BEGIN Selected passage

Fed warns of catastrophic impact of second wave on US banks
Michael Pinson, News Editor
29 Jun 2020, 3:39 p.m.
The United States Federal Reserve Board (FRB) has published the results of its supervisory-run Dodd-Frank Act Stress Test for the United States’ largest banks. As a result, a number of restrictions have been placed on US banks to try and ensure they have the capital to survive the current financial crisis.
The stress test is a simulation designed to determine the ability of 34 US banks, each with more than $100 billion in total consolidated assets, to deal with an economic crisis. Today Covid-19 is that financial crisis. Goldman Sachs Group and Morgan Stanley were hit the worst under the hypothetical adverse scenario.
They warned that loan losses could reach $700 billion across the 34 banks, and that while some had strong capital to protect them against such losses, several banks would be at risk of hitting minimum capital levels.
Of note, the stress tests did not incorporate any anticipation of further stimulus measures, or government spending. It also worked primarily on the idea of a V-shaped recovery, which would see the economy bounce-back from recession fairly quickly to pre-Covid levels; a recovery considered by many to be unlikely.

END Selected passage
BEGIN Supplied entries

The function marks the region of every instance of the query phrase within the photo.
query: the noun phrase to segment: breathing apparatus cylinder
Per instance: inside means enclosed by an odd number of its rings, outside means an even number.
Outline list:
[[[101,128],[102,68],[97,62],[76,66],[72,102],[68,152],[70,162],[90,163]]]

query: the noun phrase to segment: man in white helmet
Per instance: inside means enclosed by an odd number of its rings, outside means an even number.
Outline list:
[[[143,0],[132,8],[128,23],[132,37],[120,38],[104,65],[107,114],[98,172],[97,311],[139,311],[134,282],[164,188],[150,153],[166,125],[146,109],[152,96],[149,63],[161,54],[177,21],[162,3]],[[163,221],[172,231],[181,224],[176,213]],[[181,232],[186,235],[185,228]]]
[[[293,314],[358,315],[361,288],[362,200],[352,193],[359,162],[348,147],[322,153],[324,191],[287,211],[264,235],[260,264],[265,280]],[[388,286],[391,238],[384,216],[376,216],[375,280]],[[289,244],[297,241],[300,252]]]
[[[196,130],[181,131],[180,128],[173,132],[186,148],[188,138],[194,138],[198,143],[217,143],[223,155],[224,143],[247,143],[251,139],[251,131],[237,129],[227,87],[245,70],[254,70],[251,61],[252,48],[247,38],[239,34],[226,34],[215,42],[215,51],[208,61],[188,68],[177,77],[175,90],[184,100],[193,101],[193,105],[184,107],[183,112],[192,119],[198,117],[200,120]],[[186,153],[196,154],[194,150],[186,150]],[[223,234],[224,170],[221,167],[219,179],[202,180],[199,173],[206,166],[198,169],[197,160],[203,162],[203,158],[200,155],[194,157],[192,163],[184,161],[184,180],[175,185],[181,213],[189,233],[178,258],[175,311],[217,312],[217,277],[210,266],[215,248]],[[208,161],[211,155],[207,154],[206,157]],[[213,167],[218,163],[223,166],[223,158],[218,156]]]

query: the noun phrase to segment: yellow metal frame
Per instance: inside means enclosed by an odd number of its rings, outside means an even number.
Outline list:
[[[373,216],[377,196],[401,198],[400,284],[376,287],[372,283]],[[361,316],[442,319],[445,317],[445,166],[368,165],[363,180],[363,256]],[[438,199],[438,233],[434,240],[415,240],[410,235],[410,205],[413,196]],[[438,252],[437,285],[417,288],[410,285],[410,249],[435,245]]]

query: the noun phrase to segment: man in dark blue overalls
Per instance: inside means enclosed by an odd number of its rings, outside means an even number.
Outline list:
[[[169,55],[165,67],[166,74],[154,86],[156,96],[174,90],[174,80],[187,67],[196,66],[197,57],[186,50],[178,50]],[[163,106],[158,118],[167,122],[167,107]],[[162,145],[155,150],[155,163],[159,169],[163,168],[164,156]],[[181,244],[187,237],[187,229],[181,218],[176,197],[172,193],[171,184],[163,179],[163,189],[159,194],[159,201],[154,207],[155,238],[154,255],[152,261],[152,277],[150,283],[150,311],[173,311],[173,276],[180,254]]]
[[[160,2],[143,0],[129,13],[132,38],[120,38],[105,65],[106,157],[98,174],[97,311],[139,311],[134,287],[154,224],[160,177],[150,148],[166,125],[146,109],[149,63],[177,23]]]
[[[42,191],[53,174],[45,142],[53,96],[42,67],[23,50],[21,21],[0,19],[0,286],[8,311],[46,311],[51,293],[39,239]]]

END Supplied entries

Continue the article about the Federal Reserve's bank stress test, starting after its final sentence.

- **Answer section**
The US has recorded 2.4 million confirmed coronavirus infections and 122,370 deaths, though experts have warned that poor testing numbers means this is likely much higher in truth. There are worrying signs that numbers are only growing in America, with a number of states recording record numbers of cases, and re-imposing restrictions just a few weeks after opening.
Protesters demanding the reopening of businesses over fears that recession will cause more harm than Covid-19.
States like Texas have seen daily cases rising to 5,000 a day, and attempts to impose restrictions have resulted in protests, as seen in the image above. With efforts to bring numbers down failing, there will likely be further economic damage for the US throughout 2020.
Should this continue there are obvious concerns about the strength of America’s banking institutions, and its ability to deal with the situation. The failure of the banking world in the 2008 crisis is far from forgotten.
Indeed, the stress test and bank regulations were introduced in 2010 as a result of the 2008 crisis. This was after Lehman Brothers went under at the start of the subprime-collateralised debt obligation (CDOs) losses that led to the 2008 Wall Street crash.
Complex subprime loans made to high-risk house buyers, which totalled $640 billion, are now a thing of the past in the banking industry. However, similarly complex collateralised loan obligations (CLOs) to high-risk businesses continue today in financial services. No concrete figures are available from financial institutions, but in 2018 the Bank for International Settlements estimated these high-risk loans could total $750 billion.
In view of the huge economic disruption of coronavirus to investment banking the Fed is now imposing several restrictions, while also requiring the largest US banks to resubmit updated plans on their finances.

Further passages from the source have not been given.